Stabilisci se ciascuna affermazione concorda con il testo sulla flora dell'Oceania. Rispondi sì o no e cita alla lettera le parole decisive del testo. (a) O. Warburg considera la flora della Nuova Guinea un centro di diffusione. (b) L'elemento antartico si trova soprattutto nelle regioni settentrionali. (c) La vegetazione tropicale ha carattere unitario.

[Estratto del testo]
--------------------------------------------------

Flora e vegetazione. - I principali caratteri della flora dell'Oceania sono:1) il dominio delle famiglie vegetali dell'Asia tropicale, tanto che la flora delle isole vicine all'Arcipelago della Sonda comprende molte specie indomalesi; 2) la presenza di elementi australiani e antartici; 3) i numerosi endemismi di generi e di specie che esistono nelle isole, data la grande distanza che generalmente le separa, a eccezione delle isole coralline che hanno una flora a carattere indoceanico assai uniforme.
L'elemento asiatico, o meglio malesemelanesico, è un elemento floristico di grande importanza per la ricchezza delle forme che vivono nelle isole della Melanesia, sulle coste settentrionali dell'Australia e si estende sulle isole tropicali del Pacifico fino alle Hawaii. L'elemento antartico si trova nelle regioni meridionali e particolarmente nelle Alpi neozelandesi e australiane e nella regione montuosa della Tasmania. Fra i due elementi si trova quello australiano subtropicale, che presenta relazioni abbastanza evidenti con l'Africa e con l'America Meridionale.
La vegetazione tropicale si trova specialmente nella Melanesia, nella Micronesia, nella Polinesia col gruppo delle Hawaii e nell'Australia settentrionale e orientale; non ha carattere unitario, sì che si può dividere in sezioni corrispondenti, all'incirca, a quelle geografiche.
Particolarmente interessante è la flora della Nuova Guinea, che è particolarmente ricca e abbondante e che O. Warburg considera come centro di diffusione della flora di Ceylon e del Madagascar da un lato e della Polinesia dall'altro.
Le relazioni fra le isole occidentali, specialmente quelle della Melanesia, e l'Asia meridionale sono le maggiori, tanto che in alcuni trattati la flora malese e quella papuana sono considerate unitariamente e le relazioni fra le due flore sono strettissime anche nelle specie.

--------------------------------------------------

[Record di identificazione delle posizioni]
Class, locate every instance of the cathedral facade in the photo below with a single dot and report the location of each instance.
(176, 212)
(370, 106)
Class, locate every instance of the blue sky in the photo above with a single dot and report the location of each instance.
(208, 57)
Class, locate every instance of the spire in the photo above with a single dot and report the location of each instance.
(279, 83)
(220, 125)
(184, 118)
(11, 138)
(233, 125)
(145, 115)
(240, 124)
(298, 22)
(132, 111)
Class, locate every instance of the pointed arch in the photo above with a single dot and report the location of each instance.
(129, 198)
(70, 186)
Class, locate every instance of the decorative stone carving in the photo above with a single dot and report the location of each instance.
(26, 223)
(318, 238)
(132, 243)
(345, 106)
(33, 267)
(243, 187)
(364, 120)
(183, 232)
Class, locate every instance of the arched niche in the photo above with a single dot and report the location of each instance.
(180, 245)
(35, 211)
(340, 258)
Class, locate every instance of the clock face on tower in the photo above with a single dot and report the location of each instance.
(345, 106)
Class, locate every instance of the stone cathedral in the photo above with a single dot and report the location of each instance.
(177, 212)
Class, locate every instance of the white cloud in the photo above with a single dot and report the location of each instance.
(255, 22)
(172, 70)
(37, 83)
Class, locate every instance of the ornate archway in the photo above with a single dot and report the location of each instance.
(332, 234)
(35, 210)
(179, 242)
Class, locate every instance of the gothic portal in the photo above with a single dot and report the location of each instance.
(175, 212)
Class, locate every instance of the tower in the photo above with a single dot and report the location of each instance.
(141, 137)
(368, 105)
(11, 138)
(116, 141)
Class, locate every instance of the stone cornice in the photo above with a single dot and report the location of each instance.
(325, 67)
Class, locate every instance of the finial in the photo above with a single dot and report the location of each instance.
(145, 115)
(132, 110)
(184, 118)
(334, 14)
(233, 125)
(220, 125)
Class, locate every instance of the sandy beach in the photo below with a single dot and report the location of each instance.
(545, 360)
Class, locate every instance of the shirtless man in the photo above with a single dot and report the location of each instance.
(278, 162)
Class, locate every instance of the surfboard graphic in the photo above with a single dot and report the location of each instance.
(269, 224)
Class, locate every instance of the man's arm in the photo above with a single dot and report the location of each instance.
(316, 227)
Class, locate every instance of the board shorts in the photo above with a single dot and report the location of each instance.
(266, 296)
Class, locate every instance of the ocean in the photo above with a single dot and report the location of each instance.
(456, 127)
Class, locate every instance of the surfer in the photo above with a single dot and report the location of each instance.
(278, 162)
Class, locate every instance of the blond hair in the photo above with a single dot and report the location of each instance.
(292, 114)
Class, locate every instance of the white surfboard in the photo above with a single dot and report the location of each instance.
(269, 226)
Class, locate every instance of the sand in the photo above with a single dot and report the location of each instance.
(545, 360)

--------------------------------------------------

[Risposta]
(a) Sì: "che O. Warburg considera come centro di diffusione della flora di Ceylon e del Madagascar da un lato e della Polinesia dall'altro".
(b) No: "L'elemento antartico si trova nelle regioni meridionali".
(c) No: "non ha carattere unitario".